**Extract:**
Easy RAG: the easiest way to get started with Retrieval Augmented Generation

The Quarkus LangChain4j project provides a separate extension named quarkus-langchain4j-easy-rag which provides an extremely easy way to get a RAG pipeline up and running. After adding this extension to your application, all that is needed to ingest documents into an embedding store is to add a dependency that provides an embedding model, and provide a single configuration property, quarkus.langchain4j.easy-rag.path, which denotes a path in the local filesystem where your documents are stored. On startup, Quarkus will automatically scan all files in the directory and ingest them into an in-memory embedding store.

Apache Tika, a library for parsing various file formats, is used under the hood, so your documents can be in any of its supported formats (plain text, PDF, DOCX, HTML, etc), including images with text, which will be parsed using OCR (OCR requires to have the Tesseract library installed in your system - see https://cwiki.apache.org/confluence/display/TIKA/TikaOCR).

**Region pointing data:**
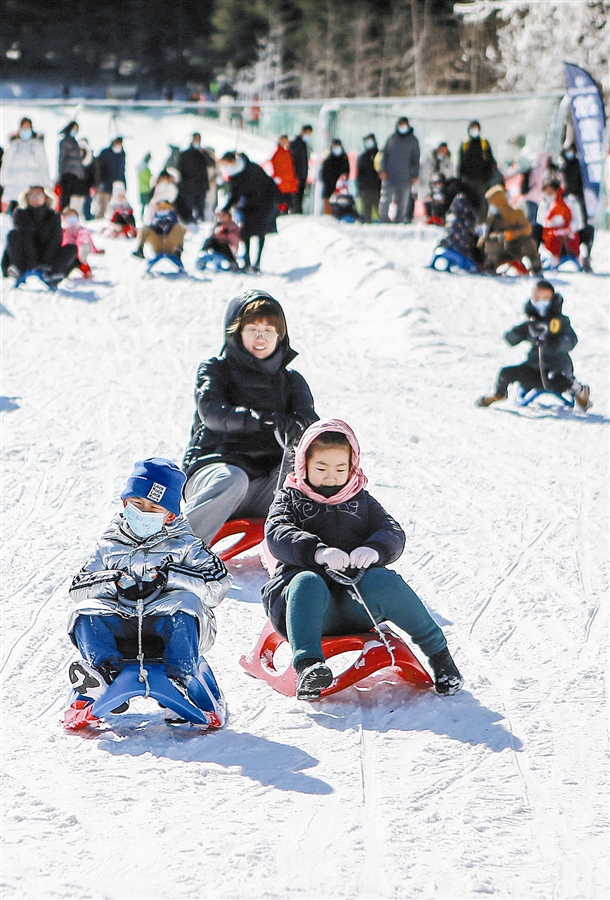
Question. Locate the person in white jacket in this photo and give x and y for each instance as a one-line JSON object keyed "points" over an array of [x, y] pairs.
{"points": [[148, 577], [24, 164]]}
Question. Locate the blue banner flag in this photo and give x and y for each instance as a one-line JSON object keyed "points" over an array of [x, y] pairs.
{"points": [[589, 121]]}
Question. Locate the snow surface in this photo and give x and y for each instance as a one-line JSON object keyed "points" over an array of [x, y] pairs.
{"points": [[384, 790]]}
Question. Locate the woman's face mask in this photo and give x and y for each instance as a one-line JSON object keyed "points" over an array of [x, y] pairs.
{"points": [[143, 524]]}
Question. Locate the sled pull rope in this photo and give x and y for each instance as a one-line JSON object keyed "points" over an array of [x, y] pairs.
{"points": [[143, 674], [350, 584]]}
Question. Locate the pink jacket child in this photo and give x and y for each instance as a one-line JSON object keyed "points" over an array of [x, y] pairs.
{"points": [[74, 233]]}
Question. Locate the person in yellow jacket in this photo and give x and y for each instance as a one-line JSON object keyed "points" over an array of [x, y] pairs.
{"points": [[507, 234]]}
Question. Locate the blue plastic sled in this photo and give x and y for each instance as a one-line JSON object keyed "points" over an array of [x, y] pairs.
{"points": [[177, 263], [445, 260], [524, 398], [40, 283], [216, 261]]}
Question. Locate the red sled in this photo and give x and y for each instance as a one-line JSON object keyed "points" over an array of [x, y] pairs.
{"points": [[252, 532], [373, 657]]}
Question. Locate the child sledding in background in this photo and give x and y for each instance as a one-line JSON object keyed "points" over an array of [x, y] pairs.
{"points": [[224, 240], [548, 366], [75, 233], [165, 234], [120, 213], [323, 517], [147, 555], [342, 203]]}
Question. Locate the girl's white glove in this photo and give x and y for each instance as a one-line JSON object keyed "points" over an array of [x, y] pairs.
{"points": [[332, 557], [363, 557]]}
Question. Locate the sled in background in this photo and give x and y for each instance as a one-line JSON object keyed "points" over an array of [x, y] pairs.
{"points": [[172, 266], [445, 260], [374, 656], [248, 533]]}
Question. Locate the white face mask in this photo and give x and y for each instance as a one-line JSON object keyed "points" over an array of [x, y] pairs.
{"points": [[541, 306], [143, 524]]}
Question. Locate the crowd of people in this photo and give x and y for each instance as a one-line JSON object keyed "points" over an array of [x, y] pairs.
{"points": [[483, 223]]}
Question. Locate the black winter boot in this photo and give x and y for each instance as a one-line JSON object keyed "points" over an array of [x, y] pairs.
{"points": [[447, 679], [312, 676]]}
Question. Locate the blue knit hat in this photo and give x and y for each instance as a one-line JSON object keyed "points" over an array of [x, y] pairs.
{"points": [[156, 479]]}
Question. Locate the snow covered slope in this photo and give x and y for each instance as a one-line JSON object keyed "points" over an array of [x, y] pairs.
{"points": [[385, 792]]}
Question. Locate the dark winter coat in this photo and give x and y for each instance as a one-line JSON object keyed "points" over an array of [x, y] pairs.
{"points": [[193, 167], [70, 158], [367, 176], [111, 168], [559, 340], [297, 527], [333, 168], [401, 158], [235, 393], [300, 157], [256, 196], [40, 235], [476, 162]]}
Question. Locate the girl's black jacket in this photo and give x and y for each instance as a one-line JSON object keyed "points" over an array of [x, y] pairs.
{"points": [[297, 527]]}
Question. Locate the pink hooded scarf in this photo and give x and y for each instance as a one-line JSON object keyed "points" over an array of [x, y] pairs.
{"points": [[356, 480]]}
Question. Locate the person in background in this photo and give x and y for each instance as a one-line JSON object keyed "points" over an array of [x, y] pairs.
{"points": [[193, 165], [35, 243], [284, 174], [334, 165], [477, 166], [571, 173], [368, 180], [399, 172], [24, 163], [70, 168], [111, 168], [144, 179], [300, 150]]}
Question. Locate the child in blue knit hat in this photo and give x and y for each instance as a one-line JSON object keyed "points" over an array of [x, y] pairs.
{"points": [[148, 565]]}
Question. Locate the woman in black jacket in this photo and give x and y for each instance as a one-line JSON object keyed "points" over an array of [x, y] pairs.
{"points": [[323, 518], [246, 399]]}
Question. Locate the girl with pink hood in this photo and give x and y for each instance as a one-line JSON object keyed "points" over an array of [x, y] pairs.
{"points": [[323, 518]]}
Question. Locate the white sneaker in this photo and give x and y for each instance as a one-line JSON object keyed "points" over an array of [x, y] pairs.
{"points": [[87, 680]]}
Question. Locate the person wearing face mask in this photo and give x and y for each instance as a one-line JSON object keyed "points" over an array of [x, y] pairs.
{"points": [[335, 165], [71, 172], [300, 150], [548, 366], [477, 166], [256, 196], [111, 168], [35, 242], [368, 180], [24, 163], [148, 555], [193, 165], [247, 401], [507, 234], [399, 173]]}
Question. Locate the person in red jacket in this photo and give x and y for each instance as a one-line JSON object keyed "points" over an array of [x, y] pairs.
{"points": [[284, 174]]}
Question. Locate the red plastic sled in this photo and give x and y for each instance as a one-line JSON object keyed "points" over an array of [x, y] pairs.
{"points": [[373, 657], [251, 531]]}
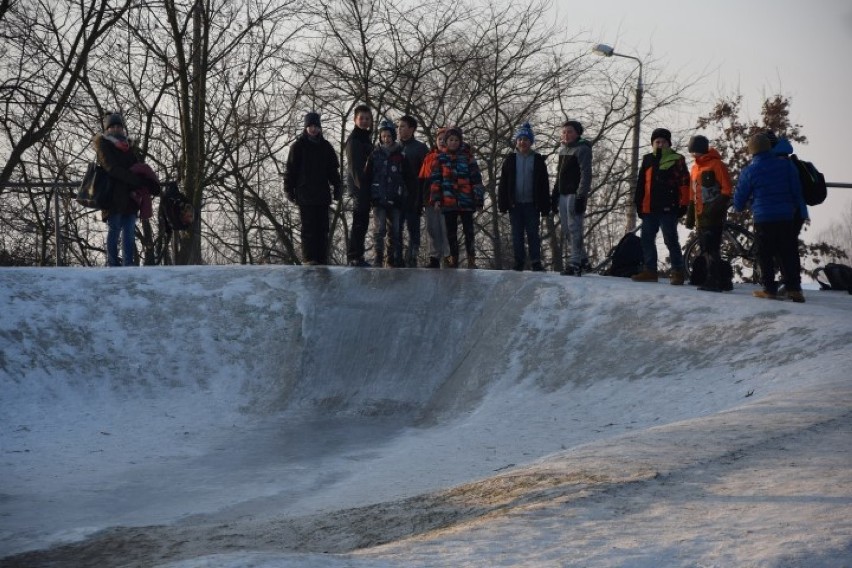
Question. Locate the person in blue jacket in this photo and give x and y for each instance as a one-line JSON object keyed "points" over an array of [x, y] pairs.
{"points": [[771, 188]]}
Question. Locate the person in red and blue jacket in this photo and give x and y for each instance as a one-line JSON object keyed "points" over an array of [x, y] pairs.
{"points": [[456, 189]]}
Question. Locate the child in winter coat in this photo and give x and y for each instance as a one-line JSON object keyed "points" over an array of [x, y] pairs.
{"points": [[457, 191], [710, 194], [388, 176]]}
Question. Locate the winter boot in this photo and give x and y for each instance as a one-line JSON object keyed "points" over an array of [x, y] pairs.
{"points": [[646, 276]]}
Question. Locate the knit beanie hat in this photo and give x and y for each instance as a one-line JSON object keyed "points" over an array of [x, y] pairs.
{"points": [[389, 126], [698, 145], [661, 133], [578, 128], [454, 131], [312, 119], [113, 119], [525, 131], [758, 143], [773, 139]]}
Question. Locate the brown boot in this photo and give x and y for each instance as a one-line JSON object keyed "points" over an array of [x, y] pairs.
{"points": [[645, 276]]}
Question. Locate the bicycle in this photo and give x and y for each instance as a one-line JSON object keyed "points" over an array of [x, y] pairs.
{"points": [[738, 243]]}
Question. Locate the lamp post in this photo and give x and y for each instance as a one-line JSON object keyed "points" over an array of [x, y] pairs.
{"points": [[607, 51]]}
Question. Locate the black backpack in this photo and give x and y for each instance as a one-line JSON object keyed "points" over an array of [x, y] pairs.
{"points": [[626, 257], [814, 189], [839, 277]]}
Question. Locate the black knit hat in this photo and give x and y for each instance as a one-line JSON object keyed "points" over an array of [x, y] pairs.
{"points": [[578, 128], [698, 145], [661, 133], [113, 119], [312, 119]]}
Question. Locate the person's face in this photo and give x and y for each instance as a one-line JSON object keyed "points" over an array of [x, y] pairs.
{"points": [[405, 132], [660, 143], [523, 144], [364, 120], [569, 135]]}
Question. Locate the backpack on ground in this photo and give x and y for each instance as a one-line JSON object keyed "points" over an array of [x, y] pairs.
{"points": [[626, 257], [839, 277], [698, 273], [814, 189], [176, 211]]}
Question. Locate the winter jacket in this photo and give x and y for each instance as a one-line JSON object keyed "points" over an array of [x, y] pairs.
{"points": [[312, 168], [783, 149], [663, 183], [574, 169], [388, 176], [115, 155], [508, 179], [772, 186], [357, 150], [456, 182], [710, 190], [415, 152]]}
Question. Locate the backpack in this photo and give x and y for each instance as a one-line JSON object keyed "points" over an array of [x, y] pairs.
{"points": [[839, 277], [626, 257], [176, 211], [95, 190], [814, 189], [698, 273]]}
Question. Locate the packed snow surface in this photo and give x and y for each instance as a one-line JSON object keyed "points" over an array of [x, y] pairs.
{"points": [[266, 416]]}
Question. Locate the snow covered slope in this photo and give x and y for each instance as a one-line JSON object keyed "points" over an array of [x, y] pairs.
{"points": [[262, 416]]}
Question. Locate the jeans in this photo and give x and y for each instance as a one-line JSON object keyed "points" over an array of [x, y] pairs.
{"points": [[124, 225], [524, 220], [572, 228], [778, 240], [411, 222], [383, 216], [651, 224], [436, 229]]}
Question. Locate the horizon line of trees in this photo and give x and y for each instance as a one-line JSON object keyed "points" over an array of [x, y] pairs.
{"points": [[214, 91]]}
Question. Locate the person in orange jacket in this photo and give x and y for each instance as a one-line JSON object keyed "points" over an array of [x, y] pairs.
{"points": [[661, 198], [710, 192]]}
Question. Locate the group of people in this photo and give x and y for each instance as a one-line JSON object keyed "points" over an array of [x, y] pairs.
{"points": [[769, 185], [400, 179]]}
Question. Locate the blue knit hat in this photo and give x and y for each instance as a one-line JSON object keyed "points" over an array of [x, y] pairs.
{"points": [[525, 131]]}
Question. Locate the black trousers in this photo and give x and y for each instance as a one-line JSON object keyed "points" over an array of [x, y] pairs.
{"points": [[778, 240], [314, 233], [452, 220], [360, 226]]}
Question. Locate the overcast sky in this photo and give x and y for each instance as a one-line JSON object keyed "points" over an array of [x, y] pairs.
{"points": [[759, 48]]}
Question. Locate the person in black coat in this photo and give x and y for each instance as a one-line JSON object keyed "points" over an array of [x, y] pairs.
{"points": [[311, 181], [524, 192]]}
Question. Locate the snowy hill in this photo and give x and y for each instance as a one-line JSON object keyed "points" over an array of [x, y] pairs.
{"points": [[330, 417]]}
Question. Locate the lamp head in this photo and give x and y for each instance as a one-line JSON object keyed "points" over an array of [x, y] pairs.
{"points": [[603, 50]]}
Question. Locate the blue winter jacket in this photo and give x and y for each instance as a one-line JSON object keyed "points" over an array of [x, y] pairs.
{"points": [[783, 149], [772, 186]]}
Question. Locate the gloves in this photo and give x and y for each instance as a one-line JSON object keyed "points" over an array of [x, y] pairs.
{"points": [[690, 217]]}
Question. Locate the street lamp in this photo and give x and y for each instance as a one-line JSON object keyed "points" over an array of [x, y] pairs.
{"points": [[607, 51]]}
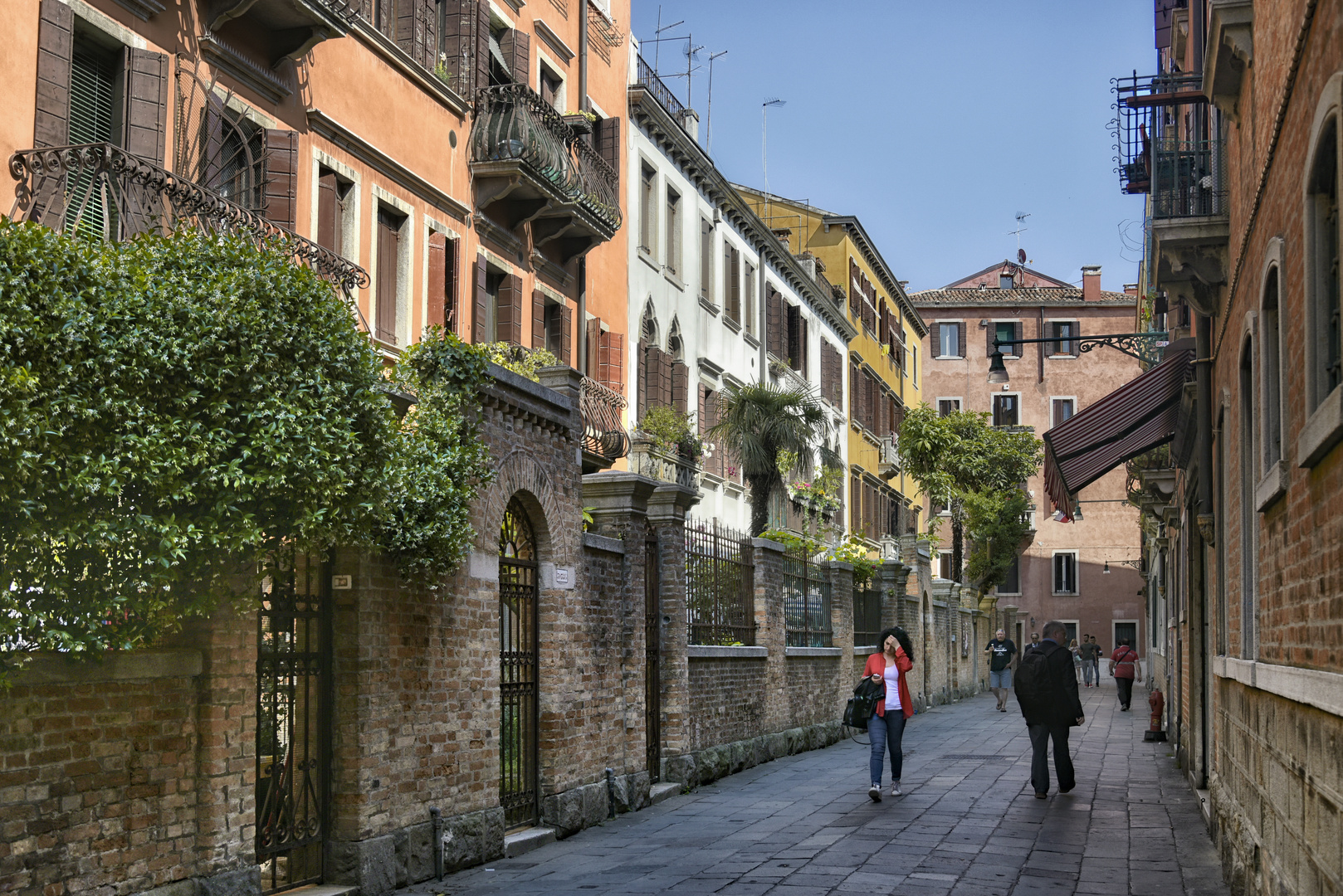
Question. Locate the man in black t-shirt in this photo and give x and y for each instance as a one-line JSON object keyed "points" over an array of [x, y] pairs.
{"points": [[1001, 652]]}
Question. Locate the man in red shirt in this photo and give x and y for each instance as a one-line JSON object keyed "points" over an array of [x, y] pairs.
{"points": [[1123, 666]]}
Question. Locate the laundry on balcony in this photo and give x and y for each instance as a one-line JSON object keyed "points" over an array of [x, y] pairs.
{"points": [[1130, 421]]}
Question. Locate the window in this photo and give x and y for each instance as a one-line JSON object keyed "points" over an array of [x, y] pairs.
{"points": [[706, 261], [1012, 579], [1008, 410], [647, 229], [1321, 245], [1062, 338], [673, 234], [749, 299], [1065, 572]]}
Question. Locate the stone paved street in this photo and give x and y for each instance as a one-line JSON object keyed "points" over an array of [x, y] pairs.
{"points": [[967, 824]]}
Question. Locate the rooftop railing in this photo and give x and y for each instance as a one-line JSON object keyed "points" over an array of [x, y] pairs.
{"points": [[101, 191]]}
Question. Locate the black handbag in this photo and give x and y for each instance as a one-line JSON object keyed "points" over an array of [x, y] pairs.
{"points": [[862, 704]]}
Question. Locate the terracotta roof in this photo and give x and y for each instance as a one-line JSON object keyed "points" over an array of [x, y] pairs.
{"points": [[1040, 296]]}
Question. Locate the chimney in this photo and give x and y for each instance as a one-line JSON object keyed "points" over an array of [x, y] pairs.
{"points": [[1091, 282]]}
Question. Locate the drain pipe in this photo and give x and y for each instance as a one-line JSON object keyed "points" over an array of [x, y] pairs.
{"points": [[437, 820]]}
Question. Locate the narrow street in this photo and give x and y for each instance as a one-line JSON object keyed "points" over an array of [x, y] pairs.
{"points": [[967, 822]]}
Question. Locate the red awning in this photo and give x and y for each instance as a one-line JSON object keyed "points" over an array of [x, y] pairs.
{"points": [[1134, 418]]}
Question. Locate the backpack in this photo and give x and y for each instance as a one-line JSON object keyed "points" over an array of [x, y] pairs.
{"points": [[1033, 683]]}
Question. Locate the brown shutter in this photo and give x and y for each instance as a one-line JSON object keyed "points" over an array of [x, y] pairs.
{"points": [[328, 214], [538, 319], [510, 328], [681, 387], [437, 312], [145, 104], [387, 253], [481, 306], [56, 45], [281, 192], [606, 140], [565, 334], [611, 368], [516, 47]]}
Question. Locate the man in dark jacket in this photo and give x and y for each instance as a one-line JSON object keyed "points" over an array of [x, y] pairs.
{"points": [[1051, 709]]}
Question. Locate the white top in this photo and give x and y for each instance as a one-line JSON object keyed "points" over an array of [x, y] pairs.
{"points": [[892, 676]]}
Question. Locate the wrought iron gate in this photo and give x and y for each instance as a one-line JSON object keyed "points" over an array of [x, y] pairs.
{"points": [[652, 660], [519, 786], [293, 712]]}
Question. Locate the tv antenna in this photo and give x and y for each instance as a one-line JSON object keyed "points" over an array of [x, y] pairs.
{"points": [[708, 117]]}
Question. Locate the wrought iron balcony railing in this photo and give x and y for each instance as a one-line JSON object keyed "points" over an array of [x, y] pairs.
{"points": [[101, 191], [1189, 179], [603, 433], [1138, 121]]}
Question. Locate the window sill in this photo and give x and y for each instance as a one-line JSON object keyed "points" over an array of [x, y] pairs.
{"points": [[1272, 486], [1321, 431]]}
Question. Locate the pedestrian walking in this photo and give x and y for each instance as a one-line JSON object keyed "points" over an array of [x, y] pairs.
{"points": [[1001, 652], [1047, 692], [886, 727], [1090, 652], [1123, 666]]}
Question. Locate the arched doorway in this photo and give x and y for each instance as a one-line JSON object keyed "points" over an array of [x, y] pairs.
{"points": [[519, 785]]}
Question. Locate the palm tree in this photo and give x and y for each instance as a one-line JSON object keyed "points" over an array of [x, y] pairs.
{"points": [[756, 422]]}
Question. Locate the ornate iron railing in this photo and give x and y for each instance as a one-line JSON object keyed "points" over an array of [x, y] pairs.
{"points": [[1189, 179], [649, 80], [603, 433], [101, 191], [719, 585], [806, 603]]}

**Task instructions:**
Copy the Easy RAG text word for word, starting at "Apache Tika, a" and ending with "- see https://cwiki.apache.org/confluence/display/TIKA/TikaOCR).".

**Task output:**
Apache Tika, a library for parsing various file formats, is used under the hood, so your documents can be in any of its supported formats (plain text, PDF, DOCX, HTML, etc), including images with text, which will be parsed using OCR (OCR requires to have the Tesseract library installed in your system - see https://cwiki.apache.org/confluence/display/TIKA/TikaOCR).